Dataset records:
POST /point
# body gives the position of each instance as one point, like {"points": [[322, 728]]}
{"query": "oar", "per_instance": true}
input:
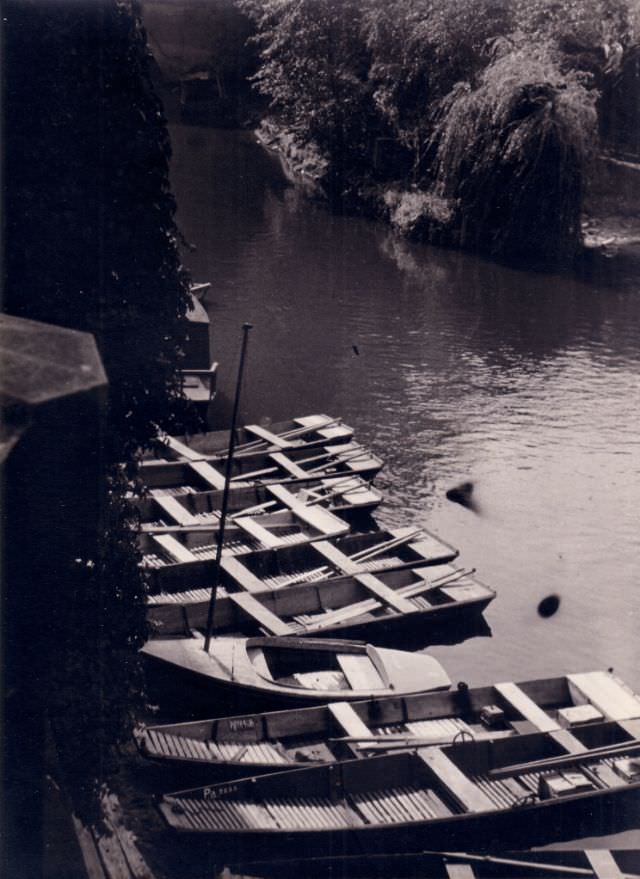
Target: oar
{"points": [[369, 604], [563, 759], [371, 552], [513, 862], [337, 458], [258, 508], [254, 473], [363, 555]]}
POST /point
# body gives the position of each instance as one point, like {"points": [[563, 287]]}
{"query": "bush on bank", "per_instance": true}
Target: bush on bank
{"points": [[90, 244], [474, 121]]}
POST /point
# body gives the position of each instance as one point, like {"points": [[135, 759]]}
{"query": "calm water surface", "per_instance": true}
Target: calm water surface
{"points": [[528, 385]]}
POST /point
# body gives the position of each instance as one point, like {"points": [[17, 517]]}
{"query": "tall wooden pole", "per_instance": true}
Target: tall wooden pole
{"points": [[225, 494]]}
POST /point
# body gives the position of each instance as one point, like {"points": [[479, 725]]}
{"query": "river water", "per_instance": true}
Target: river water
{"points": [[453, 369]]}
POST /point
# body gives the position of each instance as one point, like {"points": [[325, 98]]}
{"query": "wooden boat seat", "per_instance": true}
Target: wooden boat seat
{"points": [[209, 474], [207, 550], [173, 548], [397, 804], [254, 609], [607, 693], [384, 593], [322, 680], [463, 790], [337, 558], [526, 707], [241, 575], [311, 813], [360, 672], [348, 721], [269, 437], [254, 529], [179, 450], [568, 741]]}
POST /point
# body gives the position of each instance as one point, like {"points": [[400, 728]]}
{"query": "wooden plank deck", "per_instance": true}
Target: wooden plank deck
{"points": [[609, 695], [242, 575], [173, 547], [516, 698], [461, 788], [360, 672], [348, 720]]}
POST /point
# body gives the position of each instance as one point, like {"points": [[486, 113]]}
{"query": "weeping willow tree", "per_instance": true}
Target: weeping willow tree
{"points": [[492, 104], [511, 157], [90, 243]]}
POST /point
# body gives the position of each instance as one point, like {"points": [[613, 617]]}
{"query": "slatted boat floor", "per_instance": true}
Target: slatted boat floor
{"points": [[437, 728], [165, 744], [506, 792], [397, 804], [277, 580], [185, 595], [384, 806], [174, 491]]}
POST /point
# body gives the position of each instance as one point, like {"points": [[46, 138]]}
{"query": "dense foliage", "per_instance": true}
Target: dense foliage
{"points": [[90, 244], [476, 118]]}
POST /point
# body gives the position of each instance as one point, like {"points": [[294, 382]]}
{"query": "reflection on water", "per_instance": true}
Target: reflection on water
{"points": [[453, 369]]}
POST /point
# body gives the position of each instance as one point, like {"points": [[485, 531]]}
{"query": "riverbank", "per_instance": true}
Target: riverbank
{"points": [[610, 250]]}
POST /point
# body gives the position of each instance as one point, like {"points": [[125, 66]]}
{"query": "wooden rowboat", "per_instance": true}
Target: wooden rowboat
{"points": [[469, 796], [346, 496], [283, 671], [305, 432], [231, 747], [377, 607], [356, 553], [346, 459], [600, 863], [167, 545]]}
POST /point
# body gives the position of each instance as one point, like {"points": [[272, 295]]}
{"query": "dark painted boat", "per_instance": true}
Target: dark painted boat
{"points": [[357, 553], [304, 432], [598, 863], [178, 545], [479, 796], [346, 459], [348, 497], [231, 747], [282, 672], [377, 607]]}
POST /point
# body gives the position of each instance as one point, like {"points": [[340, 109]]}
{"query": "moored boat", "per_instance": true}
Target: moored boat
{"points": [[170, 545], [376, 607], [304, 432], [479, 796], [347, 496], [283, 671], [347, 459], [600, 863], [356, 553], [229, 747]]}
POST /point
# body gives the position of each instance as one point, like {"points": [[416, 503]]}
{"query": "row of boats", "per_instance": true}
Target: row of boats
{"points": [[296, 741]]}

§ **Exercise prompt**
Print the entries again exactly as they appear above. Do not print the pictures.

§ **Written answer**
POST /point
# body gives the position of each instance as one point, like {"points": [[322, 728]]}
{"query": "oar", "per_instance": true}
input:
Target: oar
{"points": [[369, 604], [563, 759], [371, 552], [513, 862], [337, 458], [258, 508], [254, 473], [363, 555]]}
POST /point
# body gives the position of each instance as one point, like {"points": [[563, 287]]}
{"query": "bush on bank", "per_instance": true}
Target: bush on bank
{"points": [[90, 244], [474, 121]]}
POST /point
# body gives the position of each instance as one point, like {"points": [[135, 759]]}
{"query": "calm water surface", "per_instance": true}
Target: calm water surface
{"points": [[528, 385]]}
POST /point
# body gives the position of each instance as one point, like {"points": [[17, 517]]}
{"query": "tall wooden pole", "per_instance": true}
Target: tall wooden pole
{"points": [[225, 494]]}
POST /point
# body gives the position of each instance as one point, like {"points": [[479, 725]]}
{"query": "river water", "per_instance": true}
Target: river water
{"points": [[453, 369]]}
POST /point
# body gives the position of each instance as one point, like {"points": [[325, 98]]}
{"query": "wooden boat seat", "per_instance": true}
Target: wooden boat seat
{"points": [[209, 474], [207, 550], [173, 548], [397, 804], [254, 609], [607, 693], [384, 593], [322, 680], [463, 790], [337, 558], [526, 707], [241, 575], [311, 813], [360, 672], [348, 721], [269, 437], [254, 529], [179, 450], [568, 741]]}
POST /point
# body gives the position of each instance as one point, like {"points": [[400, 728]]}
{"query": "wooden plank deck", "per_instance": true}
Target: wooden plank deck
{"points": [[609, 695], [242, 575], [173, 547], [516, 698], [461, 788], [360, 672], [348, 720]]}
POST /point
# body gives the position of each instance as one point, like {"points": [[486, 113]]}
{"query": "weeping willow tree", "per_instance": true}
Target: weeping willow tree
{"points": [[492, 104], [511, 157], [90, 243]]}
POST /point
# body gives the position of each instance as one point, like {"points": [[613, 617]]}
{"query": "slatted boat floor", "per_instance": true}
Target: slatted boat floor
{"points": [[437, 728], [165, 744], [506, 792], [397, 804], [277, 580], [185, 595], [384, 806], [174, 491]]}
POST /point
# body gives the position of each instance as one point, like {"points": [[46, 138]]}
{"query": "dense foliage", "per_instance": true}
Target: dense foliage
{"points": [[90, 244], [476, 118]]}
POST /point
# body gives the position of each instance as one point, like {"points": [[294, 382]]}
{"query": "reflection on water", "per_instance": true}
Target: reflection on water
{"points": [[453, 369]]}
POST /point
# body gives the position of each instance as one point, like {"points": [[485, 531]]}
{"query": "riverbank", "per_instance": true}
Target: riverbank
{"points": [[610, 250]]}
POST /point
# body gives the position of each instance as one point, like {"points": [[125, 66]]}
{"query": "wooden rowboat", "per_instance": true}
Target: wooden rowboat
{"points": [[469, 796], [346, 496], [283, 671], [305, 432], [231, 747], [377, 607], [356, 553], [346, 459], [600, 863], [167, 545]]}
POST /point
# body gives the position of each instance as one point, like {"points": [[272, 295]]}
{"query": "dark painted boat", "per_instance": true}
Target: dark painted boat
{"points": [[357, 553], [304, 432], [598, 863], [178, 545], [479, 796], [346, 459], [348, 497], [231, 747], [282, 672], [377, 607]]}
POST /point
# body gives the position of each instance as one point, like {"points": [[340, 109]]}
{"query": "moored boat", "per_instance": true}
Target: moored boat
{"points": [[170, 545], [376, 607], [304, 432], [479, 796], [347, 496], [283, 671], [347, 459], [600, 863], [356, 553], [229, 747]]}
POST /point
# body gives the position of each instance as one point, like {"points": [[416, 503]]}
{"query": "row of boats", "per_instance": true}
Target: row of boats
{"points": [[296, 741]]}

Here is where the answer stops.